[Records from a collection]
= = = = = = =

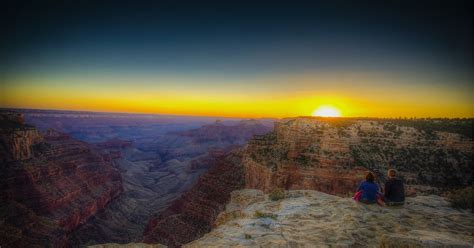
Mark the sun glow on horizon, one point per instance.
(327, 111)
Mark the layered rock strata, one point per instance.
(50, 184)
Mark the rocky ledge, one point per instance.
(306, 218)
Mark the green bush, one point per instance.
(277, 194)
(259, 214)
(461, 198)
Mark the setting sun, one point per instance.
(327, 111)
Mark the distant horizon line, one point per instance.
(225, 117)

= = = = = = =

Set down, exactly and in full, the lines from the one containing "Mark the distant" through the end of the entries; no other line belongs.

→ Task output:
Mark the distant horizon line, one point per instance.
(225, 117)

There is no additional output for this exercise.